## start

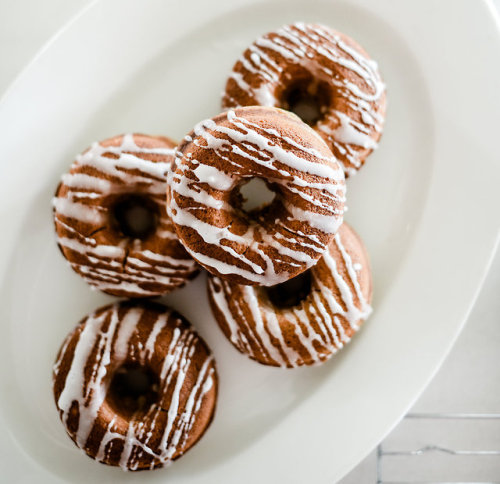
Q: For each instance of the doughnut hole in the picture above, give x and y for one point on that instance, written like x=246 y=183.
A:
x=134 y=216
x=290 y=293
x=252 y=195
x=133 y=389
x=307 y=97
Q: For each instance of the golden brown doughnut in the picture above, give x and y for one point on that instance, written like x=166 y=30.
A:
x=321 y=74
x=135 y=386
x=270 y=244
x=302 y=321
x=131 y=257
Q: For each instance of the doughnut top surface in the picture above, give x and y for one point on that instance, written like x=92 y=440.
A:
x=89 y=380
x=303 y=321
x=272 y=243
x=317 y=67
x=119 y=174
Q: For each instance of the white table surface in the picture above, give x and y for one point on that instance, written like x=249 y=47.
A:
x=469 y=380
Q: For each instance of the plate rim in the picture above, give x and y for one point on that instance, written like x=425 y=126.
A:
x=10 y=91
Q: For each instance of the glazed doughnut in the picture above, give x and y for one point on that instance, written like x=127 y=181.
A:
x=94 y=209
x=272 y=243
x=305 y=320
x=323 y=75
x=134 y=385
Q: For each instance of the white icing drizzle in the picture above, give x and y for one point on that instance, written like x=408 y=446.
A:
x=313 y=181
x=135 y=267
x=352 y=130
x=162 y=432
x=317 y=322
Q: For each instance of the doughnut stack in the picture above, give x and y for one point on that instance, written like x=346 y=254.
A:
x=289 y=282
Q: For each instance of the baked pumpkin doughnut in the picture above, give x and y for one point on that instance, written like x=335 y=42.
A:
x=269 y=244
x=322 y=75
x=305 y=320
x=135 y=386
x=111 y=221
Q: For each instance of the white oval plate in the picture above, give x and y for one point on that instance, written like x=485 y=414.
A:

## end

> **WHAT IS NEEDED**
Copy out all the data above, putting "donut" everywhere "doughnut" appears and keeping everything else the same. Leave the pictures out.

> **RESULT**
Q: For each instance of the donut hole in the picture above, give x and y for one point on that instance, written like x=246 y=183.
A:
x=134 y=216
x=290 y=293
x=252 y=195
x=133 y=389
x=307 y=97
Q: For each instance of the golden brown donut in the picture above, give x and y for one point on that instance, written like x=166 y=30.
A:
x=321 y=74
x=135 y=386
x=270 y=244
x=302 y=321
x=131 y=257
Q: For each instance of the donut top surface in the picture above, give x and y for one point on that instance, written like x=92 y=440.
A:
x=89 y=380
x=303 y=321
x=272 y=243
x=317 y=67
x=119 y=174
Q: For each instance of the white table surface in the picture above, give x and y for one point on that instance, written like x=249 y=47.
A:
x=469 y=380
Q: For each instance of the plate rim in the picture above, give x and y for one point on that instance, written like x=425 y=126.
A:
x=10 y=91
Q: For each instance of the glazed donut in the picture above, give x and y for one point on that instance, written like x=127 y=181.
A:
x=94 y=209
x=272 y=243
x=305 y=320
x=323 y=75
x=134 y=385
Q: For each instance of the white icing drizzle in the picture above, give x and y for one point on that instance, written like x=408 y=446.
A:
x=313 y=181
x=135 y=267
x=352 y=130
x=162 y=432
x=317 y=322
Q: For each instance of the donut stack in the picture above, give x and y for one point on that instance, written like x=346 y=254.
A:
x=289 y=282
Q: For each instance of the baked pumpkin donut in the picture above, give x and y for one point on that instance, written like x=335 y=42.
A:
x=269 y=244
x=322 y=75
x=305 y=320
x=135 y=386
x=111 y=221
Q: For each instance of the white oval plate in the picture above, give x and y for one point on that instance, written like x=485 y=414.
A:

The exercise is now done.